#### Quoted passage:
◇ ◇ ◇

Update: December, 05/2006 - 00:00

Typhoon hits south, forces evacuations

(05-12-2006)

Fishing vessels are brought ashore in Binh Thuan Province to avoid Typhoon Durian. — VNA/VNS Photo Vu Anh
Heavy rain and strong winds hit the city of Nha Trang in Khanh Hoa Province. —VNA/VNS Photo Tuan Anh

HA NOI — Typhoon Durian made landfall overnight at Phu Quy Island, 120km from the mainland of Binh Thuan Province, sinking nine fishing vessels and sweeping away some lobster cages. No casualities or injuries had been reported.

From yesterday morning, the typhoon brought heavy rains and strong winds to southern and central provinces yesterday evening.

Forecasters said provinces from Binh Thuan to Tra Vinh would bear the brunt of the typhoon, which has already left around a thousand dead in the Philippines.

As of 7pm yesterday, the typhoon was packing winds of up to 102km per hour. It was moving southwest at 15km per hour.

Tens of thousands in high-risk areas have already been evacuated to safer ground in numerous provinces despite the initial reluctance of many residents.

At an emergency meeting in Ha Noi yesterday afternoon, Deputy Prime Minister Nguyen Sinh Hung said safety for people and mitigation of human losses would be the top tasks in preparing for the typhoon.

◇ ◇ ◇

#### Source excerpt:
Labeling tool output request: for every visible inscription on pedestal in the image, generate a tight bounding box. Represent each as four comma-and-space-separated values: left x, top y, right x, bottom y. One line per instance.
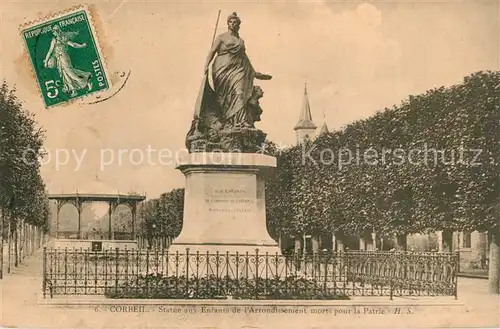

◇ ◇ ◇

#### Problem statement:
Rewrite the typhoon report from "HA NOI — Typhoon" up to and including "in the Philippines.", substituting "fish pens" for "lobster cages". You won't need the material for this.

#### Answer to the exercise:
HA NOI — Typhoon Durian made landfall overnight at Phu Quy Island, 120km from the mainland of Binh Thuan Province, sinking nine fishing vessels and sweeping away some fish pens. No casualities or injuries had been reported.

From yesterday morning, the typhoon brought heavy rains and strong winds to southern and central provinces yesterday evening.

Forecasters said provinces from Binh Thuan to Tra Vinh would bear the brunt of the typhoon, which has already left around a thousand dead in the Philippines.